→ **What to work on**: Reproduce the part of the longbow post between "We started with" and "exactly alike.", inclusive, without changing anything.

→ **Text extract**:

Saturday, 30 October 2004

My longbow

This week I have been mostly making a longbow. Yes, that's the one I
made, in the picture. What? Show-off? Moi?

At this time of year, for the past several years, we (where for these
purposes 'we' is Southwest Community Woodlands Trust) have put on
courses on making this or that out of the products of the forest, and
this autumn one of the things we'd decided to make was longbows. And
as soon as the idea was mooted I thought I definitely wanted to give
that a go. In the way of things, somebody knew a bowyer, a man called
Dave Cotterill, who turned out to be a gentle, competent man and a
most excellent teacher.

We started with an ash pole of about eight inches diameter which had
been cleft into four and left to season for three months (a year would
have been better). We also had some sawn staves which were better
seasoned, but all but one of us chose to use the cleft. So each bow
was made out of a quarter section of log. The bark was stripped to
expose the cambium. A centre line was then marked on the cambium, and
the front elevation of the bow maked out from this. The bows were made
to the measurements of the maker, so no two were intended to be
exactly alike.

Obviously with such large section staves there was a lot of waste to
remove. Had we been doing this modern fashion we would have used a
bandsaw, but we didn't have electricity (I should say that we were
working, as usual, under canvas in the meadow at Taliesin amid the
most glorious show of autumn colour), so we used sideaxes, billhooks
and hatchets for initial rough shaping, and then draw knives for the
next stage of shaping. I even removed a fair bit of waste from my
stave with a froe, which took a bit of courage!

As we removed waste the staves started to curve outwards naturally
like sections of a stick of celery. It was extremely rewarding working
with these cloven staves of straight grained timber - all the grain
problems you get with sawn timber simply did not arise. It was
beatiful to cut and work. The waste was all removed from the heart of
the log, working from the side that would become the belly of the bow;
the cambium layer which would become the back of the bow was left
untouched.  During this shaping the handle section of the bow was made
square, the rest roughly shaped into the D section curve it would
eventually have - although we intentionally left the bows a little

Once we had something which looked roughly like a bow, we cut nocks in
the ends and made our bowstrings. Now I had thought in my ignorance
that a bowstring was just a piece of cord. Not so; the construction is
intricate. The string was made up of twelve lengths of waxed terylene
cord. These were laid together simply by hand twisting (definitely a knack to this) for the top few
inches, and the eye formed using a splicing technique I had never seen
before. Then the main length of the string was simply loosely twisted,
but the bottom ten or so inches were again hand twisted into a
cable. The strings were later served around the section where the
arrow nock sits. The spliced eye was then slipped into the upper nock,
and tail of the string secured to the lower nock with a timber hitch -
a neat form of slip knot.

With the strings made we were ready to 'tiller' or 'train' the
bows. The tillers were posts about six feet tall, with a notch near the
top in which the handle of the bow sat. A rope through a pully at the
foot of the post was then hooked onto the string, and pulled to begin
bending the bow.

The object of the next stage of the exercise was two fold: to
progressively shape the bow to achieve a strong, even curve,
essentially by removing material from where the bow was too strong;
and to get the stave used to bending. We were told (and I'll believe)

→ **Dataset**:
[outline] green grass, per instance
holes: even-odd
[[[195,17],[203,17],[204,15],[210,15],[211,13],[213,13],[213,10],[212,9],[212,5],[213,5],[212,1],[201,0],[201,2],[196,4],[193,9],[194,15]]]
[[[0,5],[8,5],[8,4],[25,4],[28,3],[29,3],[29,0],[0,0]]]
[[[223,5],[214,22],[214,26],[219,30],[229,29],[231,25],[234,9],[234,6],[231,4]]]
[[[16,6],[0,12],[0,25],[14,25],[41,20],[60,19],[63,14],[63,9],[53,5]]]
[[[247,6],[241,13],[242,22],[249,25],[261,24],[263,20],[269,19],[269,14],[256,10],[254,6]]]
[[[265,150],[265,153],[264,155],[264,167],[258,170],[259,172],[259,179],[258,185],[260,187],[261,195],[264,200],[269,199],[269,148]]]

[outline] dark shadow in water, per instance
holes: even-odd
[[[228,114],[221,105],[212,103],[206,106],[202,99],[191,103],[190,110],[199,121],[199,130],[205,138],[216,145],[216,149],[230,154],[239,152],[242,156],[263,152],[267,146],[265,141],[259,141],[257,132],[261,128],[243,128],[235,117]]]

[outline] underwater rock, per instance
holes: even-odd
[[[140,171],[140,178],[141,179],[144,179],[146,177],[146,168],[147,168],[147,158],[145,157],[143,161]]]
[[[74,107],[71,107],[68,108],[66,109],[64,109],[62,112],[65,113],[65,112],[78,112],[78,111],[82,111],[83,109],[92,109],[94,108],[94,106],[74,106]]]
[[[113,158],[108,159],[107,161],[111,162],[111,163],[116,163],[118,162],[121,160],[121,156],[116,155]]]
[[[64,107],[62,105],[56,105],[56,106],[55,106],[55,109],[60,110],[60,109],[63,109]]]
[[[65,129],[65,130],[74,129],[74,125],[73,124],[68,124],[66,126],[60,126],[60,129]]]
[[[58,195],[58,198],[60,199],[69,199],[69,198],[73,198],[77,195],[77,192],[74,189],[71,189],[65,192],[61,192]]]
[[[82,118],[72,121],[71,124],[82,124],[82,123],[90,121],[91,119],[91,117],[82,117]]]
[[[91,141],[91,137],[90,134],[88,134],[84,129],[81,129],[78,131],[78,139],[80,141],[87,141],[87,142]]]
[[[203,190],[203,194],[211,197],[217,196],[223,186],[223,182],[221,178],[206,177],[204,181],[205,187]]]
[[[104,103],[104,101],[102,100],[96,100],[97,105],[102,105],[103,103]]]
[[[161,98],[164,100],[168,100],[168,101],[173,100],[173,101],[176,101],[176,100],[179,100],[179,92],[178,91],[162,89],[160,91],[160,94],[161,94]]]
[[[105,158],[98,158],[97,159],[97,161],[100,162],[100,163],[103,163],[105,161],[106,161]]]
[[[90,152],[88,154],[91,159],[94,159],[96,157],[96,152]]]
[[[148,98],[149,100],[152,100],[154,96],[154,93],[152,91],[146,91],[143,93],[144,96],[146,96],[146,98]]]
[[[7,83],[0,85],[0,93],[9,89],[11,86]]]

→ **Answer to this problem**:
We started with an ash pole of about eight inches diameter which had
been cleft into four and left to season for three months (a year would
have been better). We also had some sawn staves which were better
seasoned, but all but one of us chose to use the cleft. So each bow
was made out of a quarter section of log. The bark was stripped to
expose the cambium. A centre line was then marked on the cambium, and
the front elevation of the bow maked out from this. The bows were made
to the measurements of the maker, so no two were intended to be
exactly alike.